▶ DATA IN THIS EXERCISE:
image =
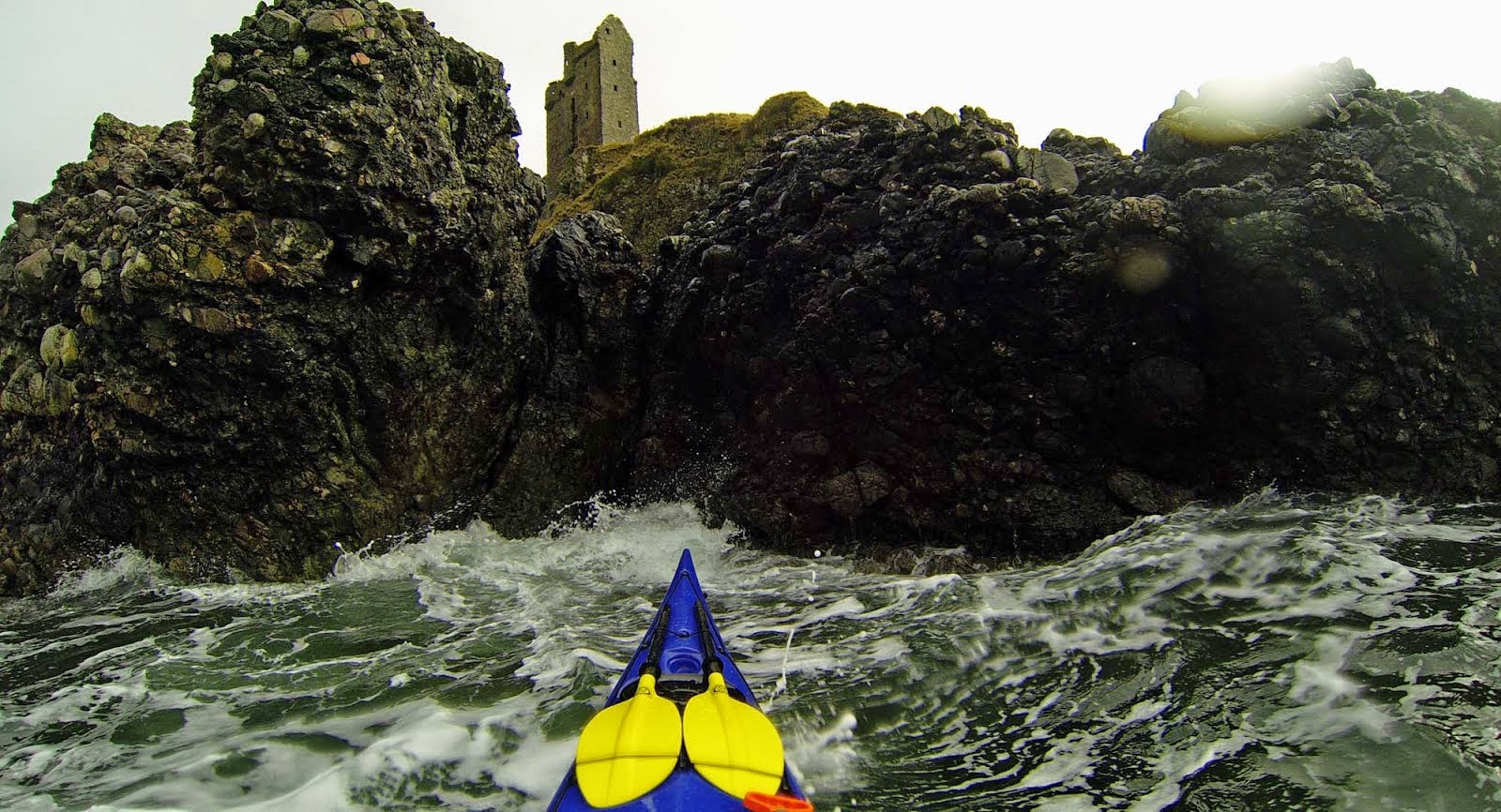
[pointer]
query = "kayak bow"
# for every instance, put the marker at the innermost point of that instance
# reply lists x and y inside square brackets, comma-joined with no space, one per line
[680,731]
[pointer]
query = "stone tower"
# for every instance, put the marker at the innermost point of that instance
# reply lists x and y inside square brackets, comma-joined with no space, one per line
[595,102]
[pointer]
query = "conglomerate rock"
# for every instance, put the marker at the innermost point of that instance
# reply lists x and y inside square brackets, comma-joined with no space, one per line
[311,317]
[302,320]
[887,335]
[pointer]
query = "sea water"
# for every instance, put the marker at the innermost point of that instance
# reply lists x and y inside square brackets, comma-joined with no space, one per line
[1282,654]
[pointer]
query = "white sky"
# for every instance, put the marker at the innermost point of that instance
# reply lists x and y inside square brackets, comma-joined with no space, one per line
[1093,67]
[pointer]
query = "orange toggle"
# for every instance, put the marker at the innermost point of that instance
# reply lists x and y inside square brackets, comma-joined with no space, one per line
[762,802]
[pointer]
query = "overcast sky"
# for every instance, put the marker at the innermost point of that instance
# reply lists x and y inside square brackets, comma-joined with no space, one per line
[1098,68]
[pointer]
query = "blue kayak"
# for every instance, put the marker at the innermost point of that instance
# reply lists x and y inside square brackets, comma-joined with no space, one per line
[680,731]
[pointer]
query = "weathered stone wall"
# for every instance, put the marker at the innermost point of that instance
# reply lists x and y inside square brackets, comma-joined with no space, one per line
[619,119]
[595,102]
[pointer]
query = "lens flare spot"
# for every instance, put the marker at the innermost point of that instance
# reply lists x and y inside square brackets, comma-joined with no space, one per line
[1143,269]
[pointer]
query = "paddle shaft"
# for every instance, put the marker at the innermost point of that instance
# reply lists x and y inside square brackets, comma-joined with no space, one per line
[658,641]
[705,639]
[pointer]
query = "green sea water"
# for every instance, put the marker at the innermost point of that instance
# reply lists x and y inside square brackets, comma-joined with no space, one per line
[1282,654]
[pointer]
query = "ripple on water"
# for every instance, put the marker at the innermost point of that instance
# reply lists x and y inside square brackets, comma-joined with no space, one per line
[1285,652]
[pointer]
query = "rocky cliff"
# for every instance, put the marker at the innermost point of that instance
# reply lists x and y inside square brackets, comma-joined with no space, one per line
[304,319]
[913,330]
[311,315]
[655,184]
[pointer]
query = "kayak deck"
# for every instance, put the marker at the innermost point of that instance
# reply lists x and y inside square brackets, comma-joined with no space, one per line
[688,647]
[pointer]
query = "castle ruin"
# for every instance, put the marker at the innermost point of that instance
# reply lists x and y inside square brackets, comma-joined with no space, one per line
[595,102]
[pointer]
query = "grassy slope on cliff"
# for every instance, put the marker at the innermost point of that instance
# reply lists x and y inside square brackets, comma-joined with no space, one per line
[657,182]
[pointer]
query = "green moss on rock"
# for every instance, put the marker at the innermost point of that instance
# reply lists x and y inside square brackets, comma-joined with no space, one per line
[657,182]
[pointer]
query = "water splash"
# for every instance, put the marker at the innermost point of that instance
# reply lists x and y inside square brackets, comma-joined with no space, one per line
[1280,652]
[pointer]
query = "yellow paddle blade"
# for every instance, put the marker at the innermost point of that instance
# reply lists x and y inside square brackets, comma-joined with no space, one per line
[629,747]
[733,744]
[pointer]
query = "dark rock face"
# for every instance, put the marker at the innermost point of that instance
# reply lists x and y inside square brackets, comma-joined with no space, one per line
[304,320]
[311,317]
[938,349]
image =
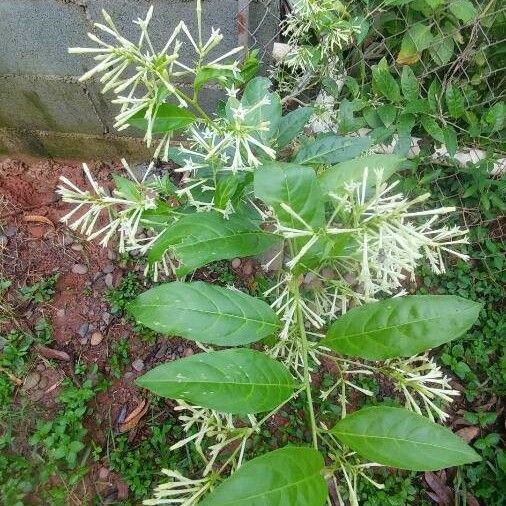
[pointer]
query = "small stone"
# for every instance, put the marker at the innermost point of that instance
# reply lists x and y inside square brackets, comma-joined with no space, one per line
[79,269]
[43,383]
[108,280]
[11,231]
[31,380]
[96,338]
[138,364]
[84,329]
[103,473]
[108,268]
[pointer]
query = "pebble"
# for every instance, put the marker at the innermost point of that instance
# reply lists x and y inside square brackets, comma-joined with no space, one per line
[11,231]
[31,380]
[138,364]
[96,338]
[84,329]
[106,317]
[108,268]
[79,269]
[108,280]
[43,383]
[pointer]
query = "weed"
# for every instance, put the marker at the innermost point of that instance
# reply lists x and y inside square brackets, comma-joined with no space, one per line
[41,291]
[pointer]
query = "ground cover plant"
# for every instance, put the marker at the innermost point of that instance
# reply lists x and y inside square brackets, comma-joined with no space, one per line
[374,318]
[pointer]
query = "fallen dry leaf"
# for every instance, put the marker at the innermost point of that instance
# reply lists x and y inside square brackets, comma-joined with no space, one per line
[134,417]
[36,218]
[468,433]
[54,354]
[442,494]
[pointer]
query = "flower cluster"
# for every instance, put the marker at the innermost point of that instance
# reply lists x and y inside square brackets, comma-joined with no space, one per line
[143,78]
[123,210]
[420,380]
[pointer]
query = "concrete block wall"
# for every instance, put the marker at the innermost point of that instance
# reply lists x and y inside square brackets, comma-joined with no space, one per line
[45,111]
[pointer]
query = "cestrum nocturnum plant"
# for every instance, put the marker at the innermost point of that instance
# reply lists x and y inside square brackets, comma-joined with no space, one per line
[344,245]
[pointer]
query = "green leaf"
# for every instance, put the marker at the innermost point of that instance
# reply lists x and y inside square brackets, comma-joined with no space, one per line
[442,50]
[235,381]
[409,84]
[331,148]
[414,41]
[292,125]
[450,140]
[383,82]
[454,101]
[205,313]
[169,117]
[399,438]
[335,178]
[432,128]
[201,238]
[286,477]
[279,183]
[463,10]
[402,326]
[295,185]
[387,114]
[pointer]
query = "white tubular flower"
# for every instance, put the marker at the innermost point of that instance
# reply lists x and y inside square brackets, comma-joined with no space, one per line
[180,490]
[420,380]
[123,210]
[393,238]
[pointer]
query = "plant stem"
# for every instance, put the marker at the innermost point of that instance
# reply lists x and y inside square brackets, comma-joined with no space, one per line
[307,377]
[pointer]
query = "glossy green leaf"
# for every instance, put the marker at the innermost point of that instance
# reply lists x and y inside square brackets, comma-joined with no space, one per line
[205,313]
[399,438]
[454,101]
[463,10]
[331,148]
[409,84]
[169,117]
[335,178]
[292,125]
[383,83]
[450,139]
[201,238]
[235,381]
[402,326]
[286,477]
[295,185]
[432,128]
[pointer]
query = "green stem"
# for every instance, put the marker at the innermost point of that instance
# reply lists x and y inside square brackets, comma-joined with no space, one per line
[307,377]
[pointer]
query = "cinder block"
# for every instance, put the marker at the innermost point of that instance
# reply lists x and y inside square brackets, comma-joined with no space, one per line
[38,103]
[167,14]
[36,35]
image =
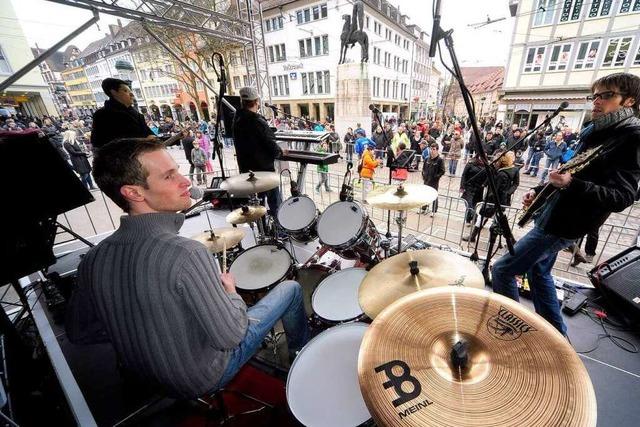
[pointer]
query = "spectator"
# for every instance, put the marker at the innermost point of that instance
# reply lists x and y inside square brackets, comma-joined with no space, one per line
[79,159]
[432,171]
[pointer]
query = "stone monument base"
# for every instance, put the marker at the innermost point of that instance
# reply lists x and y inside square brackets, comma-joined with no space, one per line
[353,96]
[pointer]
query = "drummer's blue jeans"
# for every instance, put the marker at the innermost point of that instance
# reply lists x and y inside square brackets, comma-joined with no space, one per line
[535,254]
[282,302]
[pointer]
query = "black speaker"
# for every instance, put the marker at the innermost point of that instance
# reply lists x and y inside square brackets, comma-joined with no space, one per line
[37,186]
[619,280]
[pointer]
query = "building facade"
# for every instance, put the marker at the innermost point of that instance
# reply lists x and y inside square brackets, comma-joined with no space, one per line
[302,40]
[29,95]
[559,47]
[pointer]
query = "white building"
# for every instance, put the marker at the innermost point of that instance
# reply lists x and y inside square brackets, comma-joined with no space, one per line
[559,47]
[30,94]
[302,39]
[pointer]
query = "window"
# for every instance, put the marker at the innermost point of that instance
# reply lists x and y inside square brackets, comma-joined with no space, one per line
[273,24]
[280,85]
[311,14]
[626,7]
[315,82]
[277,53]
[571,10]
[600,8]
[559,57]
[5,68]
[587,54]
[617,51]
[535,57]
[314,46]
[544,12]
[376,55]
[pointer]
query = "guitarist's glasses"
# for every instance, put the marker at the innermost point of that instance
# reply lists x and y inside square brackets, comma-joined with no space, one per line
[603,95]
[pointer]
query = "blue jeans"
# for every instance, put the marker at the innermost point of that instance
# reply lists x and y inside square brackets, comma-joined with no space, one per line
[453,166]
[282,302]
[551,164]
[535,254]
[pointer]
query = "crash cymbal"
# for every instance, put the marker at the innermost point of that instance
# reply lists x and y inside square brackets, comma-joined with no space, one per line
[246,214]
[517,370]
[393,278]
[228,236]
[403,197]
[249,183]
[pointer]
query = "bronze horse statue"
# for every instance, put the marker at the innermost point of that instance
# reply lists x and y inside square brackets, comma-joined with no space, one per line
[349,38]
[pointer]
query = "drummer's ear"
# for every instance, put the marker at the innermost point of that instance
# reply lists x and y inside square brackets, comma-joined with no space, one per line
[132,193]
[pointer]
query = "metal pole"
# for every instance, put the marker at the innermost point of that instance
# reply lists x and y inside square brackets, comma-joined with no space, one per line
[24,70]
[185,65]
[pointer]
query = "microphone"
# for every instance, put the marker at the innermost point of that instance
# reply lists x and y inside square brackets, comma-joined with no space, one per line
[435,33]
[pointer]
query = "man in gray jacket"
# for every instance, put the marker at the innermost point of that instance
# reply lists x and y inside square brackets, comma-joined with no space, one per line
[172,318]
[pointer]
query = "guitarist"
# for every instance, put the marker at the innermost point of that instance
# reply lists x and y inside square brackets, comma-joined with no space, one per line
[607,184]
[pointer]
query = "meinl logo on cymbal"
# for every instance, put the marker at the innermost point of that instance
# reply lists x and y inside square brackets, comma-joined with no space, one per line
[507,326]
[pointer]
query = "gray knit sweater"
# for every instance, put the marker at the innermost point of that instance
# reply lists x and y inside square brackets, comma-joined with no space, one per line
[156,296]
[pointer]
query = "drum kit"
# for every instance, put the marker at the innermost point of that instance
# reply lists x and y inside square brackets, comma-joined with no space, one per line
[412,339]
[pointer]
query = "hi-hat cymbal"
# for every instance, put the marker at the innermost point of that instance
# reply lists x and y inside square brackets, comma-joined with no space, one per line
[246,214]
[517,370]
[250,183]
[228,236]
[393,278]
[403,197]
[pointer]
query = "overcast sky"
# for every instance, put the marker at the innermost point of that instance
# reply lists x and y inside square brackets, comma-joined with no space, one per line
[45,23]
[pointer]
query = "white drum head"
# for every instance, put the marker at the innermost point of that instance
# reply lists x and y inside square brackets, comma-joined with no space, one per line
[340,222]
[260,266]
[322,386]
[336,297]
[296,213]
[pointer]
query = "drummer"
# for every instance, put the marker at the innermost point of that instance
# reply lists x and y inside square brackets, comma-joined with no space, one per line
[172,318]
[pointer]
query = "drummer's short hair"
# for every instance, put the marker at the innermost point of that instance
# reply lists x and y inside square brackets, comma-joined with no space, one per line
[116,164]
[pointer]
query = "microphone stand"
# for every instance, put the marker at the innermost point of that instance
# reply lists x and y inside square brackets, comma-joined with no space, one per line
[390,164]
[503,222]
[222,79]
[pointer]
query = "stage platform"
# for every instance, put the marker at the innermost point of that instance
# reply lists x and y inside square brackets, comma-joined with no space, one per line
[97,394]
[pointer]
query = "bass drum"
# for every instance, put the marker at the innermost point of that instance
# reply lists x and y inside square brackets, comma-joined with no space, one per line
[346,228]
[298,216]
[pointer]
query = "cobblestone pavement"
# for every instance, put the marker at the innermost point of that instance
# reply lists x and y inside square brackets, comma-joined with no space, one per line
[446,227]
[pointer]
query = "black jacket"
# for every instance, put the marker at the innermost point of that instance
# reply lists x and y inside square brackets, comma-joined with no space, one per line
[608,184]
[432,171]
[255,142]
[114,120]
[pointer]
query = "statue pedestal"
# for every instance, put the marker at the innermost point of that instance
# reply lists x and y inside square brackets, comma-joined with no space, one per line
[353,97]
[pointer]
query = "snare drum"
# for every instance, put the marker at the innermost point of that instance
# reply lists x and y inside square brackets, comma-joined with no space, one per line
[298,216]
[335,300]
[347,229]
[261,267]
[322,386]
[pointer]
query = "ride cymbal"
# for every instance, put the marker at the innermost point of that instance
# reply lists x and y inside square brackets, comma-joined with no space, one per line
[412,271]
[246,214]
[465,357]
[250,183]
[403,197]
[228,236]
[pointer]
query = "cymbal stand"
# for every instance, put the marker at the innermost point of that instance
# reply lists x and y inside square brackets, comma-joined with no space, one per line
[400,220]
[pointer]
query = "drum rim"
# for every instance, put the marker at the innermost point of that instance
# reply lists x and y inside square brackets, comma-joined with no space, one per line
[356,237]
[265,288]
[306,227]
[306,347]
[337,321]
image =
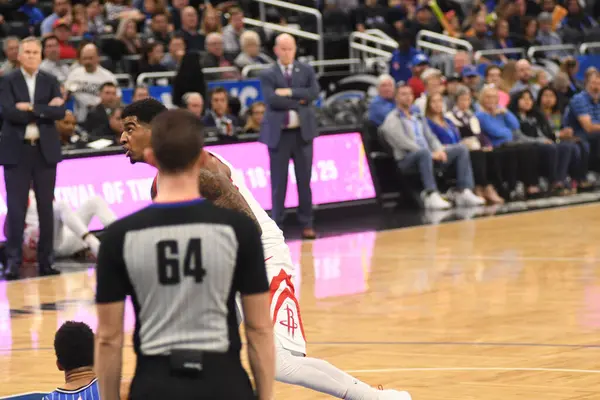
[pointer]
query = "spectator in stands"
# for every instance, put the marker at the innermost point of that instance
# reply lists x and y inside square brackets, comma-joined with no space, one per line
[194,41]
[447,132]
[555,158]
[256,114]
[67,130]
[35,16]
[570,66]
[547,37]
[11,52]
[96,23]
[215,56]
[74,348]
[461,60]
[371,15]
[402,58]
[62,31]
[471,79]
[97,121]
[233,31]
[194,103]
[577,18]
[159,29]
[211,21]
[502,127]
[502,40]
[189,78]
[85,80]
[416,149]
[583,116]
[62,9]
[419,64]
[548,105]
[173,57]
[433,84]
[251,54]
[140,93]
[524,76]
[127,36]
[218,116]
[385,101]
[122,9]
[151,58]
[52,62]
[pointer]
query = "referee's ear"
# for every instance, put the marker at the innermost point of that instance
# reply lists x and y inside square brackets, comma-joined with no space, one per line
[149,156]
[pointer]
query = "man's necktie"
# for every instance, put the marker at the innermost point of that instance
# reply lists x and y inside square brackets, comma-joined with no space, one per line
[288,79]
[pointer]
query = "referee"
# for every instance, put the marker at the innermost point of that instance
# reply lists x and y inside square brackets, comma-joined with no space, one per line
[183,260]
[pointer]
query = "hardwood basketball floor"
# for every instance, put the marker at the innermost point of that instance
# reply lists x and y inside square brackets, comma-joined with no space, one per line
[499,308]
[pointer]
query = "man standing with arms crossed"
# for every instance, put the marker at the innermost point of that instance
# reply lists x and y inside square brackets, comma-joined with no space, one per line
[221,183]
[29,151]
[288,129]
[183,260]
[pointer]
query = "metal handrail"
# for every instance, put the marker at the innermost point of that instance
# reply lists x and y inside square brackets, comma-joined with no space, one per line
[125,77]
[302,9]
[316,63]
[171,74]
[495,52]
[423,35]
[553,47]
[586,46]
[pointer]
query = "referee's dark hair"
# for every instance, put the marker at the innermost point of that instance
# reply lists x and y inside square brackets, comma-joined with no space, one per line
[74,346]
[144,110]
[177,140]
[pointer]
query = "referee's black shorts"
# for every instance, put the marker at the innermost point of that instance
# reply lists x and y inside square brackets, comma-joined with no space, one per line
[222,378]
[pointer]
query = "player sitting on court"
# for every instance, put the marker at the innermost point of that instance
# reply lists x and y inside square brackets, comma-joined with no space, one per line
[74,347]
[71,235]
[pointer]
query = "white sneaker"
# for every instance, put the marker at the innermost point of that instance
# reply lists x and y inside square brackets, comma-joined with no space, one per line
[394,395]
[435,202]
[468,199]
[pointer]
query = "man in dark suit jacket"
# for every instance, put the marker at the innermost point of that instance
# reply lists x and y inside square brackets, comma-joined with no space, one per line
[29,151]
[289,127]
[97,121]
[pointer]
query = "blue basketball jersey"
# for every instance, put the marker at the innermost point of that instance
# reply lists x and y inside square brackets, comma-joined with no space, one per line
[87,392]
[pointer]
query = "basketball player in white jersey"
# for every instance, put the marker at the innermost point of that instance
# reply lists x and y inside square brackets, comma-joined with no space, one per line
[224,185]
[71,234]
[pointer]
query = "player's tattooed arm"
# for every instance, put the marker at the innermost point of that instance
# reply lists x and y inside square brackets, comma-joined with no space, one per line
[219,189]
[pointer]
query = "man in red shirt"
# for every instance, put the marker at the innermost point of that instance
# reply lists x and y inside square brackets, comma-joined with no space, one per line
[62,31]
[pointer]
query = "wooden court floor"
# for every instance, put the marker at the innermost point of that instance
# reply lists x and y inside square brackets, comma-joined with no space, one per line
[496,309]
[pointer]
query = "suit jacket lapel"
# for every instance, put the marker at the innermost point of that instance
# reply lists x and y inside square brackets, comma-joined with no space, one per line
[21,86]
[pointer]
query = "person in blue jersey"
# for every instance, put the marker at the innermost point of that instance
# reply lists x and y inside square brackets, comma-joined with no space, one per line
[74,348]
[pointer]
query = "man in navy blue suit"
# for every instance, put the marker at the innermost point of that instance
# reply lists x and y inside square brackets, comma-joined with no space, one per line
[29,151]
[289,127]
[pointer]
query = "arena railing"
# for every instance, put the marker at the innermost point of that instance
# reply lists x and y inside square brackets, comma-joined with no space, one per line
[431,41]
[301,9]
[316,63]
[377,38]
[583,49]
[555,47]
[497,52]
[142,78]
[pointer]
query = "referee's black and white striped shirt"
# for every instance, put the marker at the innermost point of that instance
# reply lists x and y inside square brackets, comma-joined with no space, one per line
[182,264]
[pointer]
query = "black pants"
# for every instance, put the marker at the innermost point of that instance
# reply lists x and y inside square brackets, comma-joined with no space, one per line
[223,377]
[18,178]
[487,168]
[519,163]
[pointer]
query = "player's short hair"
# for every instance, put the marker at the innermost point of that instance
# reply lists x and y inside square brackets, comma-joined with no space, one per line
[177,140]
[74,345]
[144,110]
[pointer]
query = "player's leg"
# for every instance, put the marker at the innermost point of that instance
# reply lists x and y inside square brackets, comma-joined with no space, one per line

▶ SHORT EXERCISE: Gather every line of the material above that contains the string "basketball", copying each such line in full.

▶ THE OUTPUT:
query = "hardwood basketball floor"
query = "blue basketball jersey"
query = "basketball player in white jersey"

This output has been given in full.